TO DO -
Give back every record word for word, but keep the pictures out.

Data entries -
——————————

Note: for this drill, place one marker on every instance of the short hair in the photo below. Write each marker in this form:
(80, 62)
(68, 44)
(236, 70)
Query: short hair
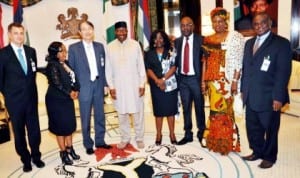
(87, 22)
(167, 43)
(250, 2)
(14, 24)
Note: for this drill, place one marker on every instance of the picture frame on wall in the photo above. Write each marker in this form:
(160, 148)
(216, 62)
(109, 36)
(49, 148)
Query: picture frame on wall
(245, 9)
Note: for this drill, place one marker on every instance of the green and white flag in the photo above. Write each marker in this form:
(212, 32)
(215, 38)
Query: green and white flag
(113, 14)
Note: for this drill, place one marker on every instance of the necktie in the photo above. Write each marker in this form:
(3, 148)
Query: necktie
(256, 45)
(22, 60)
(186, 57)
(92, 62)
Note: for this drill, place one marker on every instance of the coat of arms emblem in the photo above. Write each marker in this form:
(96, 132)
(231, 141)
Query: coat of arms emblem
(69, 26)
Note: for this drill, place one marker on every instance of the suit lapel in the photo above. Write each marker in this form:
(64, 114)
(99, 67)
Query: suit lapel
(28, 60)
(263, 45)
(82, 52)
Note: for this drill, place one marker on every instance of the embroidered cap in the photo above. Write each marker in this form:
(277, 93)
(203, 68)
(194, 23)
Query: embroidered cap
(120, 24)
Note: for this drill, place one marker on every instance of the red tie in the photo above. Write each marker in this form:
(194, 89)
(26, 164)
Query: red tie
(186, 57)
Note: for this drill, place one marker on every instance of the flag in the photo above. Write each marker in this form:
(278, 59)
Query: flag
(143, 24)
(113, 14)
(1, 29)
(18, 16)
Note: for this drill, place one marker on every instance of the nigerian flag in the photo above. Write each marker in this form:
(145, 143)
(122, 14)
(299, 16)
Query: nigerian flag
(113, 14)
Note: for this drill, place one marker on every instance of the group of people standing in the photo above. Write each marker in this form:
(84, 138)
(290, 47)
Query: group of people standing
(219, 65)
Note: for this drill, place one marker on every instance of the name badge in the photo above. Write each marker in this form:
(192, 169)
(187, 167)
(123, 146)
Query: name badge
(223, 45)
(33, 66)
(102, 61)
(266, 64)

——————————

WRITTEN ANSWER -
Note: for this drill, place one marker on every instance of the short hair in the photo below. Write each marker in this form:
(80, 62)
(68, 44)
(236, 70)
Query: short hair
(87, 22)
(167, 43)
(250, 2)
(14, 24)
Note: for this drill, place one marker on every instance of the picture frame on wall in the photo above. Write each marker in this form:
(160, 148)
(216, 62)
(109, 36)
(49, 148)
Query: picture frame on wall
(245, 9)
Note: for this drill, place one marker on every instance of the green and white flag in the photo above. Write each marker in this form:
(212, 32)
(215, 38)
Query: green and white flag
(113, 14)
Note: for this drill, place one marker on every instance of the necktie in the photo above. Write each marker in this form:
(3, 148)
Query: necktie
(256, 45)
(22, 60)
(186, 57)
(92, 62)
Note: for this drill, place one marker on every instance of the coat of arms emblem in the photo above. Write each marker in this form:
(96, 132)
(231, 141)
Query: coat of arms emblem
(69, 26)
Note: for this drill, place one marker on every instance of the suit lapel in the photo above. Write each marker in this form:
(64, 114)
(99, 67)
Query: suit lapel
(28, 60)
(263, 45)
(82, 52)
Note: for this drill, place one marker on every instance of the embroidered cap in the photo above. Write each marker in this form:
(277, 93)
(203, 68)
(194, 23)
Query: embroidered cap
(120, 24)
Note: for this drill, place one marker on every instance of the red tie in the photo above. Write each marker in this form:
(194, 89)
(26, 164)
Query: red tie
(186, 57)
Note: for this drill, place one marker on every instance of the flag in the photo above. Write each marker in this form:
(278, 59)
Query: flag
(143, 24)
(113, 14)
(1, 29)
(18, 16)
Note: for this drill, place one marker on every instance of the nigerian flag in the photo above. Write each marker in this form:
(145, 143)
(122, 14)
(299, 16)
Query: nigerian flag
(113, 14)
Note: for this drill, place one marker on every instance of the group of people standing in the photo above. Write each marker in this form:
(84, 138)
(290, 47)
Query: group of people standing
(219, 65)
Note: for this drill, place one marker on every instance of the name badge in the photo above. Write each marker in this form:
(192, 169)
(187, 167)
(123, 146)
Query: name badge
(223, 45)
(33, 66)
(102, 61)
(266, 64)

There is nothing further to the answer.